- [Task instructions]
Return all lines in the data where the string "target" can be found.

[[ Information given, beginning ]]

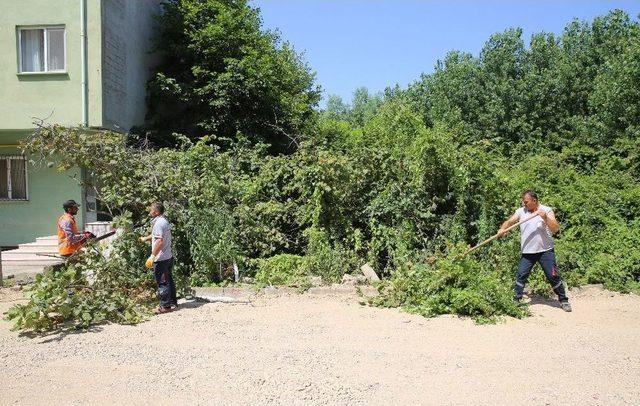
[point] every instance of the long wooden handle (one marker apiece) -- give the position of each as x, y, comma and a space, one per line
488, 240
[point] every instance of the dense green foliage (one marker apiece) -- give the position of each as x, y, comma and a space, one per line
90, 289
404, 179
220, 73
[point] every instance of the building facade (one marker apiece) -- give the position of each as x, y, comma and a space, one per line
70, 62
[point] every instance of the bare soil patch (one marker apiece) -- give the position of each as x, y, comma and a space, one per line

[[ Information given, end ]]
[[ Information given, beginning ]]

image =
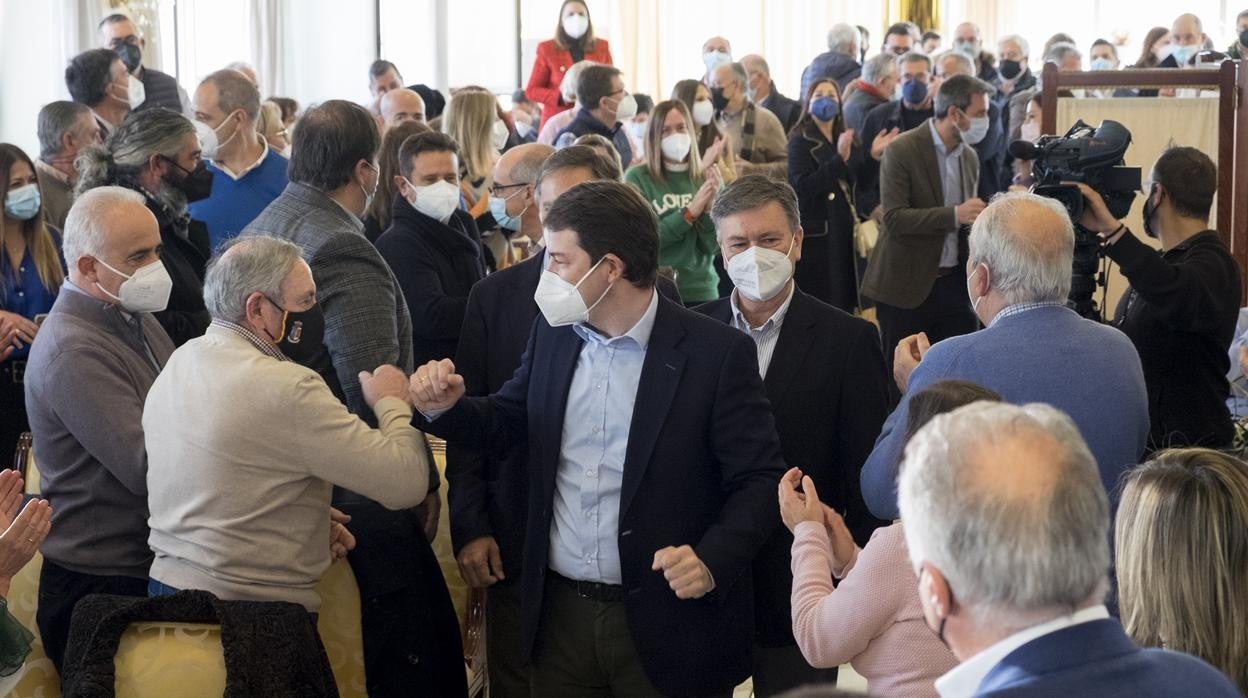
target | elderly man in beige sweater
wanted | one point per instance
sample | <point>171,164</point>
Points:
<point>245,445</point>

[[ Information given, end ]]
[[ Information given, beginning ]]

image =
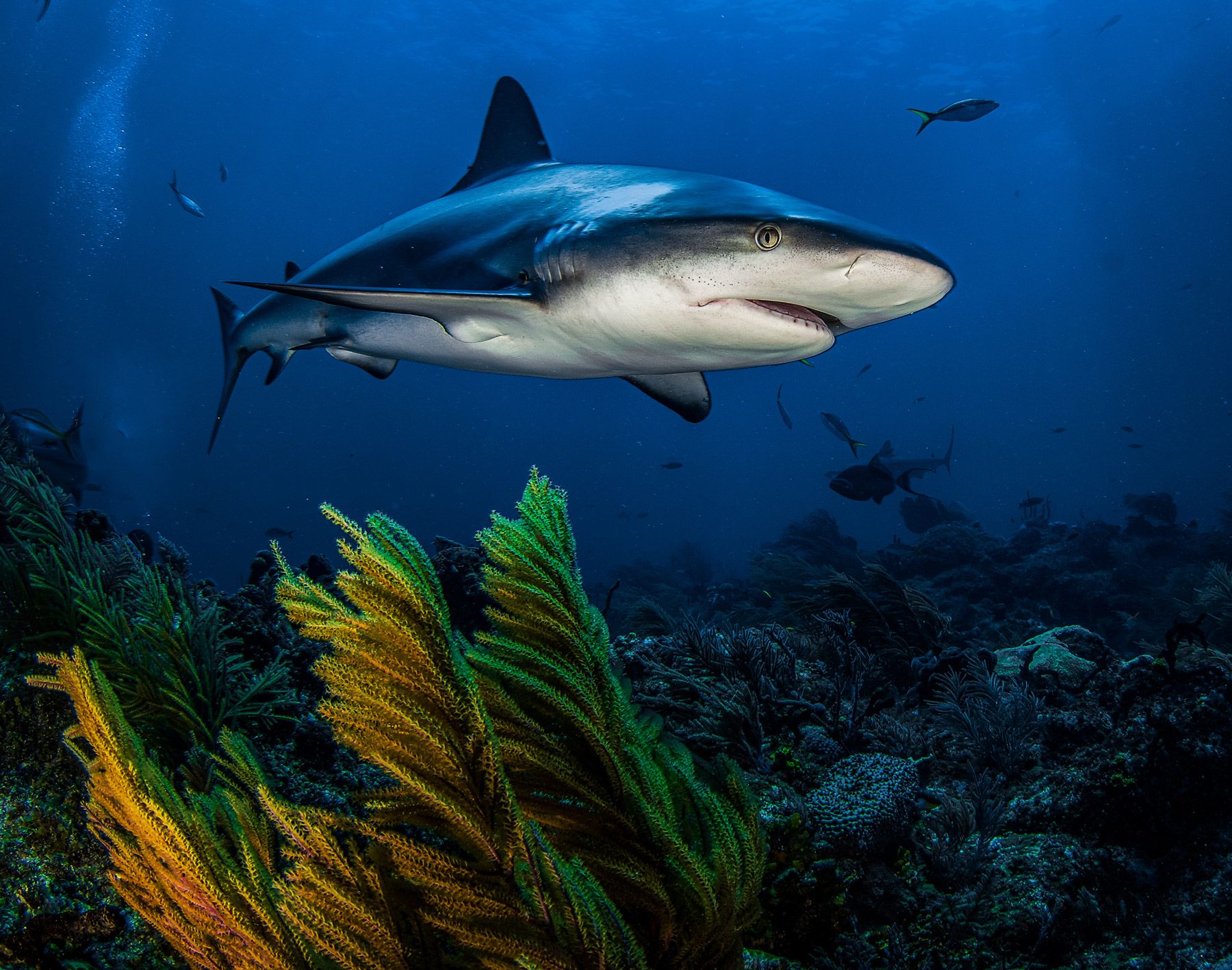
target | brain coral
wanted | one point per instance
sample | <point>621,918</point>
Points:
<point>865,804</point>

[[ Information given, end ]]

- [Result for this task]
target | elderly man in beige sweater
target | brain coral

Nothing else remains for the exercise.